§ **ЗАДАНИЯ ДЛЯ ВЫПОЛНЕНИЯ**
(a) Где, согласно отрывку о Козакове, ленинцы работали над сплочением рядов пролетариата вокруг Советов?
(b) Воспроизведите из отрывка о Козакове текст от слов «В одной рукописи» до слов «была опрокинута Октябрем.» включительно.

§ **ИСХОДНЫЙ ОТРЫВОК**
++++++++

Козаков, изображая «оригинальность ситуации» Февраля, проявил историческую точность взгляда, поставив верные акценты на том, что сближало буржуазные партии с пролетариатом в разгроме империи, и на том, что их исторически разделяло с ним как выразителей интересов своего класса. Приход к власти Милюковых и карабаевых означал не победу кадетов, а подлинный конец их партии. Милюков, на Миллионной улице, у князя Путятина, умолял думцев сохранить монархию, а по другую сторону Невы, на Петроградской стороне, в здании Кронверкской биржи, ленинцы работали над сплочением рядов пролетариата вокруг Советов против возможной реставрации империи и во имя победы социализма.

В одной рукописи Козакова, найденной у него в архиве после его смерти, есть такие строки:

«В поле моего зрения попал последний предвоенный и предреволюционный ряд буржуазной и мелкобуржуазной, так называемой «демократической» интеллигенции. Вся она приняла Февраль, громадная часть ее была опрокинута Октябрем.

++++++++

[Записи с указанием точек]
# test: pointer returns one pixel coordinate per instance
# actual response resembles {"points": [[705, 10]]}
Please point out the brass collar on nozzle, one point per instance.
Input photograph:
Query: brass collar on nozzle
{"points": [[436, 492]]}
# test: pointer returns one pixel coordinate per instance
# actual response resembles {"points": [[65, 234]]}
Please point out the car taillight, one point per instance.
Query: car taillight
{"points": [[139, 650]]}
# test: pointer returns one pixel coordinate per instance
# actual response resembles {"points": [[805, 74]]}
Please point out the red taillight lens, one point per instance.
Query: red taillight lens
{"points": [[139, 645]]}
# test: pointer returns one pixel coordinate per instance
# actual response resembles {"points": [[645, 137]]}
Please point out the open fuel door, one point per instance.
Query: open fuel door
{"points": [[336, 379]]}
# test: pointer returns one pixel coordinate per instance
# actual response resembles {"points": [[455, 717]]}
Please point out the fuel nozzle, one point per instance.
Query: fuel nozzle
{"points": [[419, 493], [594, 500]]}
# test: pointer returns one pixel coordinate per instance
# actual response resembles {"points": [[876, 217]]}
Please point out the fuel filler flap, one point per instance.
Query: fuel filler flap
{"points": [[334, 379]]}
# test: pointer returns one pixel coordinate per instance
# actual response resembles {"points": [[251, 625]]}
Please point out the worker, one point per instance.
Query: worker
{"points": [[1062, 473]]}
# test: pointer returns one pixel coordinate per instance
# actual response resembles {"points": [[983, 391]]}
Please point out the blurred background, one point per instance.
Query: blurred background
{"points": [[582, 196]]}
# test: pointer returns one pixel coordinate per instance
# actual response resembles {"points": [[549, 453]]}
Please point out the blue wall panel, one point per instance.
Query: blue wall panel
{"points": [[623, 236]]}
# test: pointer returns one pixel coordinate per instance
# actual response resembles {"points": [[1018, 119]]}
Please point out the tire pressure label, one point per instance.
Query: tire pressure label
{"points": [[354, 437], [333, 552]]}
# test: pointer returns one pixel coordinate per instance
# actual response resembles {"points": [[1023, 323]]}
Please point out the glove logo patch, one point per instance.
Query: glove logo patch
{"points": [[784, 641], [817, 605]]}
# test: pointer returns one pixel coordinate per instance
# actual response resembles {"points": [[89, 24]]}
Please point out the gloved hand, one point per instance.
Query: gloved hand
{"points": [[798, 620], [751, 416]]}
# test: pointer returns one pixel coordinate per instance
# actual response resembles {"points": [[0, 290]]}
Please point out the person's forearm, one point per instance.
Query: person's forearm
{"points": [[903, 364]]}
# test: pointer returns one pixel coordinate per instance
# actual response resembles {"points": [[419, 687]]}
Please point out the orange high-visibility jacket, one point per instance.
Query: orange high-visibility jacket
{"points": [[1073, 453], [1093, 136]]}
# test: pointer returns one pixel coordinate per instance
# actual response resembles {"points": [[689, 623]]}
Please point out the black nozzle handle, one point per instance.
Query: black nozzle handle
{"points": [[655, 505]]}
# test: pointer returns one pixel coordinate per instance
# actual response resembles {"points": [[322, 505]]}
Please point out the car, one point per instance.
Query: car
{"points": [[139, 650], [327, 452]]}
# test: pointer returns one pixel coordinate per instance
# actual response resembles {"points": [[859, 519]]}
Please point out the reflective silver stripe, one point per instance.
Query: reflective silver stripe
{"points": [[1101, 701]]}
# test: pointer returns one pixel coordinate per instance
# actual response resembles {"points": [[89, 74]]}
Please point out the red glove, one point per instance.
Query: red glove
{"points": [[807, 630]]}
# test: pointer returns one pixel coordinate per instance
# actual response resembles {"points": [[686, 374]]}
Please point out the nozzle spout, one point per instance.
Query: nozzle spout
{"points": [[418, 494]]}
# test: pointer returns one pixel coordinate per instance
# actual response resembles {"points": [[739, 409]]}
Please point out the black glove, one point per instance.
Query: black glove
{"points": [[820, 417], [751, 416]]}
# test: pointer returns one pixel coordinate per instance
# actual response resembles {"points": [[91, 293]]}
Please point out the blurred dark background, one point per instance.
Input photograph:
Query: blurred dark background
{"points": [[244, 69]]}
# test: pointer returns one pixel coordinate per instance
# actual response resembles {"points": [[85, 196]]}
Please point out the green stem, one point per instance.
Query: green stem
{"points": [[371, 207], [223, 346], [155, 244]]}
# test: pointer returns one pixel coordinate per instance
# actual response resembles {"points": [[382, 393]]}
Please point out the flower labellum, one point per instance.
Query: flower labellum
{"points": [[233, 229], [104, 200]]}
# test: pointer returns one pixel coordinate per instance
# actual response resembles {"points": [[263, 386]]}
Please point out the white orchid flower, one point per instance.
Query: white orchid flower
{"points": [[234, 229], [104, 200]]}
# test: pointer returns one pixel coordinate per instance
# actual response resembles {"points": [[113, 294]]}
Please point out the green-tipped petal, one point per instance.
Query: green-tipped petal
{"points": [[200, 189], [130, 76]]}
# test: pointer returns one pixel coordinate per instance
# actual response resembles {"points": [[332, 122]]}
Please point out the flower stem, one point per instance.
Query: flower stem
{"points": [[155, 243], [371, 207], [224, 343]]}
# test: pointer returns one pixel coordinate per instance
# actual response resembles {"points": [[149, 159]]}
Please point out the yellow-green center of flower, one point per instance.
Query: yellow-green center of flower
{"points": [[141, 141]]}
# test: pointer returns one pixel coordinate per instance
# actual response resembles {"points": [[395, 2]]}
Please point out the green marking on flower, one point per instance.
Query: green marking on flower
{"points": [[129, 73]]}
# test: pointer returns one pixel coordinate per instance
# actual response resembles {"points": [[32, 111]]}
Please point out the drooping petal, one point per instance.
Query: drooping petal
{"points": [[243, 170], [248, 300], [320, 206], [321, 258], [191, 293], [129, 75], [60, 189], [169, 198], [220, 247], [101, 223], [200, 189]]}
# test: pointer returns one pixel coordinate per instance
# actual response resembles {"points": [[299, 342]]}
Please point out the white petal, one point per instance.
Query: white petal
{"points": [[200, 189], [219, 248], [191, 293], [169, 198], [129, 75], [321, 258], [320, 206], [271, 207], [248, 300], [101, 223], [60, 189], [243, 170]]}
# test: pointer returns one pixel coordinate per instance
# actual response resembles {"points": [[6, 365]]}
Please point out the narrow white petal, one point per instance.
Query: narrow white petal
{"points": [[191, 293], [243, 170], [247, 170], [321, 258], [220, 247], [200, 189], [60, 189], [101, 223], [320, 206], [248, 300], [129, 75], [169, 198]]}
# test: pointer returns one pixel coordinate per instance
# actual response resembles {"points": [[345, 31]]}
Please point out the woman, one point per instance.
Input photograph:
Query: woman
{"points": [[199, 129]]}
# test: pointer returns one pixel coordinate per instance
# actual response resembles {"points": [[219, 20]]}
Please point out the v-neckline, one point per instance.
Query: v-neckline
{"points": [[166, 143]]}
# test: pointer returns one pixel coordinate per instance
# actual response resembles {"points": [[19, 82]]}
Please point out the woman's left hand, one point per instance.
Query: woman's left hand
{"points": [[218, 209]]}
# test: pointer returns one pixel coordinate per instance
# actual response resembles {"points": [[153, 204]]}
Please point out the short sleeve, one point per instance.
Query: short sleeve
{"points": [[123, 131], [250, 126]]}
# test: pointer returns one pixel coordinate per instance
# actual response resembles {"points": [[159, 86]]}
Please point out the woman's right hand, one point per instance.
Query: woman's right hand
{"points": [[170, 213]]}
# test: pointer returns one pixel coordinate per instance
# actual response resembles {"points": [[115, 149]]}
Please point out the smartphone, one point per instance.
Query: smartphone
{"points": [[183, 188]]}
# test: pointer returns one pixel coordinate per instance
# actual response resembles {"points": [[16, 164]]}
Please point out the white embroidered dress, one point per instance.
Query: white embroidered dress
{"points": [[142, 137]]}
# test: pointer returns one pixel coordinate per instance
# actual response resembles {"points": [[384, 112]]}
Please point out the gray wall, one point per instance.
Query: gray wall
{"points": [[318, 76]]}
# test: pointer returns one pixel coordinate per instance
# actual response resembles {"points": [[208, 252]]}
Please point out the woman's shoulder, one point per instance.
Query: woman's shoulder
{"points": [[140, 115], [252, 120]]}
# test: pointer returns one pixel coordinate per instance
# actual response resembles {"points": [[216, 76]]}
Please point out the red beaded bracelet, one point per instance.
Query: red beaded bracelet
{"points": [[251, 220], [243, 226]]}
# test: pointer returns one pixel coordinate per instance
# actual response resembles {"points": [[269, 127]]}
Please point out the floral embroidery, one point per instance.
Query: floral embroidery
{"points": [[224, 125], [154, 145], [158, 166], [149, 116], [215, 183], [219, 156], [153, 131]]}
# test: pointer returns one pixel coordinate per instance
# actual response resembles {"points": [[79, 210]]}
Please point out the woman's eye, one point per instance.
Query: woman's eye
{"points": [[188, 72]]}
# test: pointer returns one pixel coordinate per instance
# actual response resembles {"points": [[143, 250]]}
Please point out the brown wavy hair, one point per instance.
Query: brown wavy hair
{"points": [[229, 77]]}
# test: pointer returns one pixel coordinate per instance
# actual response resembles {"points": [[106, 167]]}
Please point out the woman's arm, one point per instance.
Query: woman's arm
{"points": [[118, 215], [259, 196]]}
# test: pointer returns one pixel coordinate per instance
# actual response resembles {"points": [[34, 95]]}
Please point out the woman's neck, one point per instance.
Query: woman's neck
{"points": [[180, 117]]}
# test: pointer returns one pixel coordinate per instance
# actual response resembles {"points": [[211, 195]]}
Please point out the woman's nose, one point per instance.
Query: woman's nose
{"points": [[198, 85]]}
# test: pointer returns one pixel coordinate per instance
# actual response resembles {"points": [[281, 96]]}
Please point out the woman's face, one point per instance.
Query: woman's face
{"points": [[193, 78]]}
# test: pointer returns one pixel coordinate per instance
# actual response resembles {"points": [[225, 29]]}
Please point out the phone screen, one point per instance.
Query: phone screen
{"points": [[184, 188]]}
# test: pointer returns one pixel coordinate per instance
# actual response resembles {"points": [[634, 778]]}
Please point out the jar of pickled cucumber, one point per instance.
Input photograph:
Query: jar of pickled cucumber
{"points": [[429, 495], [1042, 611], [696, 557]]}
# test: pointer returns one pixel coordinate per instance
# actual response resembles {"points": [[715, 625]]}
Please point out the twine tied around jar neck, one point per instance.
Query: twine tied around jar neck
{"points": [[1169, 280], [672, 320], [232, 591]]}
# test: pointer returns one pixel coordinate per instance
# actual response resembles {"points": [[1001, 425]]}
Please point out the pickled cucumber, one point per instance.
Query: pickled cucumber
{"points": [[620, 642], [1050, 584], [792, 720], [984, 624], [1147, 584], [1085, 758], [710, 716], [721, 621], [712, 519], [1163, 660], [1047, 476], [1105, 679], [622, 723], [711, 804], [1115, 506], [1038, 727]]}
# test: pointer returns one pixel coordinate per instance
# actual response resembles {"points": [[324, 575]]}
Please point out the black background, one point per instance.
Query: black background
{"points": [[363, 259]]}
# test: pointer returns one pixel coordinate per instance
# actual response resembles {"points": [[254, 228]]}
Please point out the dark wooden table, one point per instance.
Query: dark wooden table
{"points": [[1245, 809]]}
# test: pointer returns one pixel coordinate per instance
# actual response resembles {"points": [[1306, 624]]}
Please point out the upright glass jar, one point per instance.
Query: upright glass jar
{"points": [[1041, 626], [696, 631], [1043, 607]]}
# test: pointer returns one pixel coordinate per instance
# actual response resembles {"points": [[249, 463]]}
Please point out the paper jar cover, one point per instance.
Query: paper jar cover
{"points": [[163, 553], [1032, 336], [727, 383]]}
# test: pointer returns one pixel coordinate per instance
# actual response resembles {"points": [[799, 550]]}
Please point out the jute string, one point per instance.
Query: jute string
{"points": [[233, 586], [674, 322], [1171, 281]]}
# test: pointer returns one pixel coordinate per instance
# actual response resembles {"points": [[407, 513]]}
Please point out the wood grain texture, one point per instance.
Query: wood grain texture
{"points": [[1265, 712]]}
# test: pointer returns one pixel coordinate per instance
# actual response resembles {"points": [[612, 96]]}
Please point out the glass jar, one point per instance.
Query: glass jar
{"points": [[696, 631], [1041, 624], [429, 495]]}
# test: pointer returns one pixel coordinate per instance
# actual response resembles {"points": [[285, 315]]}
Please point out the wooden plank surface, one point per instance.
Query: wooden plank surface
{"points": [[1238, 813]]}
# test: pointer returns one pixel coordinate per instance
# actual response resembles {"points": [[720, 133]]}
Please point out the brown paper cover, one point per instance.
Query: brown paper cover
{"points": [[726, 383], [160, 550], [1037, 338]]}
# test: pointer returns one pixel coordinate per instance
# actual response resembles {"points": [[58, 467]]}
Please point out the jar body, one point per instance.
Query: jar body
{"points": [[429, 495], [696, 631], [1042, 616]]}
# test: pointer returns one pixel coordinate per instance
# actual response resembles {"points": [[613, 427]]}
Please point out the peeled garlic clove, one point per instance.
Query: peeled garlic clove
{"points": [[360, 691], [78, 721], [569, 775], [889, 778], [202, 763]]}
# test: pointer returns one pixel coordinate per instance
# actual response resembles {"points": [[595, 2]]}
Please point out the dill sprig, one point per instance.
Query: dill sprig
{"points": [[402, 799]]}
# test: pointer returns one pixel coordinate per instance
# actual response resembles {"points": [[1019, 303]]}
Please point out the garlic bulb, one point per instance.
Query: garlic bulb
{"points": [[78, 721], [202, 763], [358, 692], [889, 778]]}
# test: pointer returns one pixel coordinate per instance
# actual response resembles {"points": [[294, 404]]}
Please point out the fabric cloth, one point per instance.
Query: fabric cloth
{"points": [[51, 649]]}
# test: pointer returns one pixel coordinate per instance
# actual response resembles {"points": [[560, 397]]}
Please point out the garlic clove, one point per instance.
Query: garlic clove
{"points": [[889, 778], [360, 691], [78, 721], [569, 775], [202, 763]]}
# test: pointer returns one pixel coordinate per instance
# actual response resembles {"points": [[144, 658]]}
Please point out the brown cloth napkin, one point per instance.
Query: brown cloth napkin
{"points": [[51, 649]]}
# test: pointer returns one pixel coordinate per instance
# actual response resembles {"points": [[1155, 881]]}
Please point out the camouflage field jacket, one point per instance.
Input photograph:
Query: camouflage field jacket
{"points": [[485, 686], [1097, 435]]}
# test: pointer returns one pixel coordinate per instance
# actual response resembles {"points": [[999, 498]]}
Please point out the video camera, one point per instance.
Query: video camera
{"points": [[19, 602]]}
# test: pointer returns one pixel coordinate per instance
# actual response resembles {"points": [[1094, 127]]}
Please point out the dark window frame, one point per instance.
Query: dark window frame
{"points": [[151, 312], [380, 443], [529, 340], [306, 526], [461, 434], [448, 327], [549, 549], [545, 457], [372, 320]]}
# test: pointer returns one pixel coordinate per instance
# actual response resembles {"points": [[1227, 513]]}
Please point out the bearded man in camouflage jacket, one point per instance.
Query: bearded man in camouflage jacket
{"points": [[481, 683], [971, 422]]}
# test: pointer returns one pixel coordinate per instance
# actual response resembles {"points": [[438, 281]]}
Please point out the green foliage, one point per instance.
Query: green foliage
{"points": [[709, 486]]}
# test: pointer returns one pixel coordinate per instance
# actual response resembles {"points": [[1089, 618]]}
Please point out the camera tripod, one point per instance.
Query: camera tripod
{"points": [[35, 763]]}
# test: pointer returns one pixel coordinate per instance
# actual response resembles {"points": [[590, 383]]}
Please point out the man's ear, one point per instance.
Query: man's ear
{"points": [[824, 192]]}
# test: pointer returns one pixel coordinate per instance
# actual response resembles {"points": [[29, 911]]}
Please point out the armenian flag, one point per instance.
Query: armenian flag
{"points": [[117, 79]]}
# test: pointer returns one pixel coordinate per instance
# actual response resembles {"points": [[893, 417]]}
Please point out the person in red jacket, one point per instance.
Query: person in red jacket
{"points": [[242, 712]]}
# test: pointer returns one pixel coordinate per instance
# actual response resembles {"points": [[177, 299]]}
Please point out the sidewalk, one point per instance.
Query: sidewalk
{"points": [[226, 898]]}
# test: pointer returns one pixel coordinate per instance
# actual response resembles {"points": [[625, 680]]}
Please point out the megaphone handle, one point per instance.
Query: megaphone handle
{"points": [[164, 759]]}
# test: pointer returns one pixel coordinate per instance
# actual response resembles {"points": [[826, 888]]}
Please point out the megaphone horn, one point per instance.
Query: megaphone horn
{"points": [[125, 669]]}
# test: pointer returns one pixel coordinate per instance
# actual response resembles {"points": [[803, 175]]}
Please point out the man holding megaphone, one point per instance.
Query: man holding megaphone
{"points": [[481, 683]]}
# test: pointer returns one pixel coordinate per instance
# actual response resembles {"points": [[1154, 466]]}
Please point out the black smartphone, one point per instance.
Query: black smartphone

++++++++

§ **ОТВЕТЫ**
(a) В здании Кронверкской биржи на Петроградской стороне.

(b)
В одной рукописи Козакова, найденной у него в архиве после его смерти, есть такие строки:

«В поле моего зрения попал последний предвоенный и предреволюционный ряд буржуазной и мелкобуржуазной, так называемой «демократической» интеллигенции. Вся она приняла Февраль, громадная часть ее была опрокинута Октябрем.